The proceedings began after the court took note of a documentary titled “2 Million Lives at Risk | India’s Deadliest River”, which showed horrifying visuals of untreated industrial effluents flowing directly into village drains and riverbeds. The issue isn’t new. For almost twenty years, rivers flowing through Jodhpur, Pali, and Balotra have carried dyes, chemicals, and sewage-much of it from textile clusters-into fields and groundwater.

Despite earlier cases before the High Court and the National Green Tribunal (NGT), little changed on the ground. Several appeals challenging the NGT’s 2022 remedial directions were pending before the Supreme Court when the bench decided to club them with the suo motu matter for a unified hearing.

Court’s Observations

The atmosphere in Courtroom 4 turned tense as the bench read out portions of the record. The judges noted how villages down the river course had reported ruined crops, dying livestock, and undrinkable groundwater. “When pollution reaches this scale,” one judge said during the hearing, “it is not just an ecological issue-it becomes a direct constitutional violation.”

The bench pointed out that many of the State’s recent actions-closing illegal units, removing bypass lines, and issuing notices-began only after the Supreme Court intervened. The court observed, “These steps are welcome, but their timing is deeply telling.”

Several findings were damning. The Common Effluent Treatment Plants (CETPs) were running at almost half capacity. Municipal bodies were discharging untreated sewage into rivers. Illegal industries mushroomed on agricultural land. And SCADA monitoring systems meant to track pollution were either absent or dysfunctional.

# [ACTIONS TO TAKE]
**1.** Please retype a section of the river pollution article, starting with "Several findings were" and going on through "absent or dysfunctional.".
**2.** Decide whether each statement agrees with the river pollution article, answering yes or no and quoting the deciding words: (a) The Common Effluent Treatment Plants were running at full capacity. (b) Appeals against the NGT's 2022 remedial directions were pending before the Supreme Court. (c) The hearing took place in Courtroom 4.
**3.** Carry on the river pollution article from its last sentence.
The records come from a different source than the river pollution article.

# [DATASET]

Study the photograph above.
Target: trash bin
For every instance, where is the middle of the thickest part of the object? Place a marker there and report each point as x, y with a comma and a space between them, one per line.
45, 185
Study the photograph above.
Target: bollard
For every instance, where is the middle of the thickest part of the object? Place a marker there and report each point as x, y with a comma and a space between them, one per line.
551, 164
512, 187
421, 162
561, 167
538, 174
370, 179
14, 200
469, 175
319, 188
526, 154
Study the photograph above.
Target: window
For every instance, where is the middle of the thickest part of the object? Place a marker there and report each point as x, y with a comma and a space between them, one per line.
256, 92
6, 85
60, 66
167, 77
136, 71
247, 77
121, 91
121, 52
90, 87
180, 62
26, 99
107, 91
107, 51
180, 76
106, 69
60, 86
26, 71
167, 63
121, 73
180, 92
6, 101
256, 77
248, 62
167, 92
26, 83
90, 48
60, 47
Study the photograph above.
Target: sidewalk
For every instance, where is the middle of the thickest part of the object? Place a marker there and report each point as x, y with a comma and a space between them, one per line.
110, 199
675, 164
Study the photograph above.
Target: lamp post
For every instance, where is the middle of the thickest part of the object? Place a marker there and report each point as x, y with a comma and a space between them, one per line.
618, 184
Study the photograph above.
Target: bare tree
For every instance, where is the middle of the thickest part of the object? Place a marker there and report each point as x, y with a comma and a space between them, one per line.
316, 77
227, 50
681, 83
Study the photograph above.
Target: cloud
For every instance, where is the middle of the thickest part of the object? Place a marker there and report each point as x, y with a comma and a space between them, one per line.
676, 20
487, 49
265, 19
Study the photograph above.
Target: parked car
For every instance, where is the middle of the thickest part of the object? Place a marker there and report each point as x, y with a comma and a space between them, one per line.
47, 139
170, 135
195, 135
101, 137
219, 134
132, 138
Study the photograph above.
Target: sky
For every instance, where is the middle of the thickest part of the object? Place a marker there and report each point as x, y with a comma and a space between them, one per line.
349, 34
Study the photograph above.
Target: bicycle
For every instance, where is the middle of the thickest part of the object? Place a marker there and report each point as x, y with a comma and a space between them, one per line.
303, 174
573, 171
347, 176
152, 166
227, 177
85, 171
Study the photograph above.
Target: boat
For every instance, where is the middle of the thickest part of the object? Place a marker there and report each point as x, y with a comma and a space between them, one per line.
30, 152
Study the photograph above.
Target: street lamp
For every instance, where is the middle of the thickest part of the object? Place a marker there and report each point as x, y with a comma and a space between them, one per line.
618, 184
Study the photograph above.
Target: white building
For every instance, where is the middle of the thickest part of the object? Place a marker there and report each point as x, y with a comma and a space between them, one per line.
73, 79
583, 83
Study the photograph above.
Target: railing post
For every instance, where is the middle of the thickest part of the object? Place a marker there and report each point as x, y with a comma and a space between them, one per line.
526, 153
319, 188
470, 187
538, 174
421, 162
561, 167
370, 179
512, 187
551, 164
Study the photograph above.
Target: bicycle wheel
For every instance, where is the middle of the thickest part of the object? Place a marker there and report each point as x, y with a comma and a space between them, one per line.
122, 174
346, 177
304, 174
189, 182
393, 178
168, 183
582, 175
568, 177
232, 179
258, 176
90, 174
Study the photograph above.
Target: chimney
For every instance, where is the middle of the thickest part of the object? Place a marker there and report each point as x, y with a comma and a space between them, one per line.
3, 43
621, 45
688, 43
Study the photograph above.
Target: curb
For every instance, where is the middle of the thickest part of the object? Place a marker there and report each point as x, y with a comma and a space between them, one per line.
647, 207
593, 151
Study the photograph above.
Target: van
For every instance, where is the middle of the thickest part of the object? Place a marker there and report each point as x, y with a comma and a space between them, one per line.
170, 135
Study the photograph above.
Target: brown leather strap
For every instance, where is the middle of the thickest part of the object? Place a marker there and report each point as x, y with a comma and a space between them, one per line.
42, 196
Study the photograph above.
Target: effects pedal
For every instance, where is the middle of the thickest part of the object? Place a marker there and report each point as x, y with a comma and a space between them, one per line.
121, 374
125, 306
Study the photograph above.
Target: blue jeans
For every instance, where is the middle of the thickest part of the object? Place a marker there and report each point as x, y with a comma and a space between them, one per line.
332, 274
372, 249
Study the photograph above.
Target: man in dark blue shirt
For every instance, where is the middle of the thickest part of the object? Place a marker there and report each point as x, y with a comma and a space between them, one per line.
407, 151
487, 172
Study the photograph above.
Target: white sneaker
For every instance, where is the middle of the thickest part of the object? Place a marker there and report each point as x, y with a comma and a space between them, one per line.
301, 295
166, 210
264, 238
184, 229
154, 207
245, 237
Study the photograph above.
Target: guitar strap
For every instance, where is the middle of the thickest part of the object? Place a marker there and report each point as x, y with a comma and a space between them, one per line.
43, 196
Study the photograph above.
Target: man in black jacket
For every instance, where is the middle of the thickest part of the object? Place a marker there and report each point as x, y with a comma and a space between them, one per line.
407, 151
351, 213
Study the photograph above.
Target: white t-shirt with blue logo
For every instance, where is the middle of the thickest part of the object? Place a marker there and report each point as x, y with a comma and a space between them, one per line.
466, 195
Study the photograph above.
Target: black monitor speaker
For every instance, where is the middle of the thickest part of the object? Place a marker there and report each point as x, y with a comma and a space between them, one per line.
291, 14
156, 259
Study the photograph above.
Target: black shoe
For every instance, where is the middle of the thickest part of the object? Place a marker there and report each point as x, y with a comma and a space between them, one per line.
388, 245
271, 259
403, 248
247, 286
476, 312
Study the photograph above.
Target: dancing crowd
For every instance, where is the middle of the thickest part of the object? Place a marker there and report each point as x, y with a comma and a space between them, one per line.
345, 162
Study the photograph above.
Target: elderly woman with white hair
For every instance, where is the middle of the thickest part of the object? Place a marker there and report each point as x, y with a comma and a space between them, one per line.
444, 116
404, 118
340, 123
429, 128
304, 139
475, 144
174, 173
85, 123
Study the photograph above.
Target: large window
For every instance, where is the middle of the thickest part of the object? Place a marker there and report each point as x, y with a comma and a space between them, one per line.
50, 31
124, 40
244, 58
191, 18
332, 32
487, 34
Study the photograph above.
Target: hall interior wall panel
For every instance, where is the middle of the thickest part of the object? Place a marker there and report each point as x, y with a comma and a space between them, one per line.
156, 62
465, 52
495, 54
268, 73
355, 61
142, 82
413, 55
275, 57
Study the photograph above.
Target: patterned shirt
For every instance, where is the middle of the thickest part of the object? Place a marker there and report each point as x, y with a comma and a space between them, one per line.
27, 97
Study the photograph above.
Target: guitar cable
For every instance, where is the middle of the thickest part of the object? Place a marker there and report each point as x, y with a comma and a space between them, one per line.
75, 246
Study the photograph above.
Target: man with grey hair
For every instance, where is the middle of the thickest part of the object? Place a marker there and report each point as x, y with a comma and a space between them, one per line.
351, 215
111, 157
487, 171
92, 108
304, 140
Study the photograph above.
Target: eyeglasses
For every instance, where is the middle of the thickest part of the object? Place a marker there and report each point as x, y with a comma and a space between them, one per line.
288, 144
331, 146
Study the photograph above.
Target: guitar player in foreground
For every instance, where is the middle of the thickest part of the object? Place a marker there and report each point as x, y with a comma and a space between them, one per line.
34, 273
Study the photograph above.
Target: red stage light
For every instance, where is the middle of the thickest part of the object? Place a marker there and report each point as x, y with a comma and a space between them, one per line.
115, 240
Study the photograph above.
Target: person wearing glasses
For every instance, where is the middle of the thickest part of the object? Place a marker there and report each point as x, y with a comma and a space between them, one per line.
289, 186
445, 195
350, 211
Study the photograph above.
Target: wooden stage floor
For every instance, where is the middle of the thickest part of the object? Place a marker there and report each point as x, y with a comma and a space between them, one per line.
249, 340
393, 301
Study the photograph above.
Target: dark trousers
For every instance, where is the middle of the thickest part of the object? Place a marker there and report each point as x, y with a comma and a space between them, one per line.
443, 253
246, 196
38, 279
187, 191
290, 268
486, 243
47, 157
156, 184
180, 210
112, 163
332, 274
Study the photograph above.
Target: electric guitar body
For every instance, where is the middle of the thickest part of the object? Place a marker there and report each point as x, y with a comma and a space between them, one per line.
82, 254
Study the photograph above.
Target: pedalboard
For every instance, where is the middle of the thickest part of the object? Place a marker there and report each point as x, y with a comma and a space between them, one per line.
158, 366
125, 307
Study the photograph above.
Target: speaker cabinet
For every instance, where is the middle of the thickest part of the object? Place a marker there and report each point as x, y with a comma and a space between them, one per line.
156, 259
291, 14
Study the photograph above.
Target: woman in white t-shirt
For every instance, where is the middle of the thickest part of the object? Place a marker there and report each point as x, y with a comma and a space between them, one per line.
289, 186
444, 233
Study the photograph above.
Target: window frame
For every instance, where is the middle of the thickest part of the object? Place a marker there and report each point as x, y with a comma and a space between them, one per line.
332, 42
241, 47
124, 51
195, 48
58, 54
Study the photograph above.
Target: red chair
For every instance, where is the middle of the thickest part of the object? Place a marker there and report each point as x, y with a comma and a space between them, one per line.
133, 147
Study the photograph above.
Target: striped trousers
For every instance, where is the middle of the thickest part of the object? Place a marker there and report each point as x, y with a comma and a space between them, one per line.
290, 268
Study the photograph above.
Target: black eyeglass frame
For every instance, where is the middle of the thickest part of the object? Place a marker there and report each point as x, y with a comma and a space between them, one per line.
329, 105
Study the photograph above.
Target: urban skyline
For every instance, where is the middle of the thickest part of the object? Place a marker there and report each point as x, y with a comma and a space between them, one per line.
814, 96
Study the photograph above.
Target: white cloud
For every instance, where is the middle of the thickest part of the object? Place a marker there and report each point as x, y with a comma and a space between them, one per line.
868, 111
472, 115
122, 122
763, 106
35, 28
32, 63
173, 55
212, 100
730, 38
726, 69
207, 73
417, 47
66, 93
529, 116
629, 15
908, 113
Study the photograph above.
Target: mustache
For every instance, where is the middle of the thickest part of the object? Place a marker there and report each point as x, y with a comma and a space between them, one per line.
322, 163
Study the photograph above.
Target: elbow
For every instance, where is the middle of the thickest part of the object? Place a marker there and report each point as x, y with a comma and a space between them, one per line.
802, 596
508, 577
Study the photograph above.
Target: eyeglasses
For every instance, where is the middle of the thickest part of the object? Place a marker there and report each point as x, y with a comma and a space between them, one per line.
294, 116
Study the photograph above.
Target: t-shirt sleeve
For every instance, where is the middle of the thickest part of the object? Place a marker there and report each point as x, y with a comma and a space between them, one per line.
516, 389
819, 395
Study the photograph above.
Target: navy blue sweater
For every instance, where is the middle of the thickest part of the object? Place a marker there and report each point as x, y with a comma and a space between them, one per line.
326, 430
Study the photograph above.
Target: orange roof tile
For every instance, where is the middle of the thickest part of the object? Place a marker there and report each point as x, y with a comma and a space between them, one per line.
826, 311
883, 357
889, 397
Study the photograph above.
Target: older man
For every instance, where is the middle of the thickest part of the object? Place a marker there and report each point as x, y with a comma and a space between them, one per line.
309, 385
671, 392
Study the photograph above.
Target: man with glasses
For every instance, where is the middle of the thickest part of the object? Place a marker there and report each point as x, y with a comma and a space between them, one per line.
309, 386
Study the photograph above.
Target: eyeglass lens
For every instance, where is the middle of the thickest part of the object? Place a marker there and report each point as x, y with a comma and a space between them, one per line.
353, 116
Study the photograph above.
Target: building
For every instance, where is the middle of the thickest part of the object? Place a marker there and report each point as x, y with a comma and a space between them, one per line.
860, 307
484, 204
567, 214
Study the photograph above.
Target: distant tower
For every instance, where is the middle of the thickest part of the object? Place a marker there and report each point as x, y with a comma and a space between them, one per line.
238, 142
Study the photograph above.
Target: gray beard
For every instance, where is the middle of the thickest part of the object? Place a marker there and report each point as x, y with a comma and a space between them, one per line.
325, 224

# [RESPONSES PER TASK]
**1.**
Several findings were damning. The Common Effluent Treatment Plants (CETPs) were running at almost half capacity. Municipal bodies were discharging untreated sewage into rivers. Illegal industries mushroomed on agricultural land. And SCADA monitoring systems meant to track pollution were either absent or dysfunctional.

**2.**
(a) No: "The Common Effluent Treatment Plants (CETPs) were running at almost half capacity."
(b) Yes: "Several appeals challenging the NGT’s 2022 remedial directions were pending before the Supreme Court"
(c) Yes: "The atmosphere in Courtroom 4 turned tense"

**3.**
At one point, the bench remarked, “Delay here is not merely undesirable; it is catastrophic.” The judges said the pollution had become “carcinogenic in impact” for surrounding communities.

Decision

In a significant move, the Supreme Court lifted the stay on NGT’s 2022 environmental directions, allowing all remedial measures to proceed immediately. However, the court kept the stay intact only for two aspects:

  1. Adverse remarks made by NGT against RIICO and municipal bodies
  2. The ₹2-crore environmental compensation imposed on each body

Calling for a “scientifically supervised clean-up”, the bench also constituted a High-Level Ecosystem Oversight Committee headed by Justice Sangeet Lodha (Retd.). This body will map every discharge point, audit all CETPs and STPs, track SCADA data, recommend prosecution of violators, and prepare a full river-restoration blueprint.

The State has been directed to provide staff, office space, security, and monthly honorarium for the committee, and the first status report must reach the Court within eight weeks.

With that, the bench concluded, stressing that protecting the right to clean water and a healthy environment is not optional but a constitutional mandate. The matter will now be monitored continuously.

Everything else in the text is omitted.